Selected excerpt:
┌──
Mr. Khoram’s comments, though, contrasted sharply with coverage of Mr. Obama’s letter by news organizations associated with hard-line groups hostile toward rapprochement with Washington, said Iran watchers.

Mr. Khamenei’s official website reposted an article this weekend by the conservative Kayhan newspaper in which the author makes the claim that Mr. Obama’s previous letters to the supreme leader were followed by hostile American actions, according to Al Monitor, a U.S.-based news site that closely tracks Iranian media.

The article specifically cited U.S. support for antigovernment protesters in 2009 and the implementation of new sanctions against Iran in 2013. It also cited a 2009 quote from Mr. Khamenei: “Iran does not trust America. Underneath their velvet gloves, they have hidden iron hands.”

Mr. Khameni’s website doesn’t officially acknowledge the receipt of the Obama letter.

Diplomats in Tehran and at Iran’s United Nations mission declined to comment on Mr. Khoram’s statement. Mr. Khamenei’s foreign-affairs adviser, Ali Akbar Salehi, told Iranian state media that he wasn’t aware of Mr. Obama’s outreach.

Republican lawmakers in Washington, along with Israeli and Arab leaders, have sharply attacked the letter in recent days.
└──
Dataset section:
┌──
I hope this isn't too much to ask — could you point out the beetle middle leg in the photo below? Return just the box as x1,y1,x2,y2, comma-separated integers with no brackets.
└──
Assigned task A:
Summarize the excerpt about Mr. Obama's letter to Mr. Khamenei in two sentences.
Assigned task B:
Reproduce the excerpt about Mr. Obama's letter to Mr. Khamenei word for word, beginning at the words "The article specifically" and stopping after "the Obama letter.".

Reply A:
Iran watchers said that news organizations associated with hard-line groups covered Mr. Obama's letter very differently from Mr. Khoram's comments, and Mr. Khamenei's website reposted a Kayhan article claiming that Mr. Obama's previous letters were followed by hostile American actions. Diplomats in Tehran and at Iran's United Nations mission declined to comment on Mr. Khoram's statement, and adviser Ali Akbar Salehi said he wasn't aware of the outreach, while Republican lawmakers and Israeli and Arab leaders have sharply attacked the letter.

Reply B:
The article specifically cited U.S. support for antigovernment protesters in 2009 and the implementation of new sanctions against Iran in 2013. It also cited a 2009 quote from Mr. Khamenei: “Iran does not trust America. Underneath their velvet gloves, they have hidden iron hands.”

Mr. Khameni’s website doesn’t officially acknowledge the receipt of the Obama letter.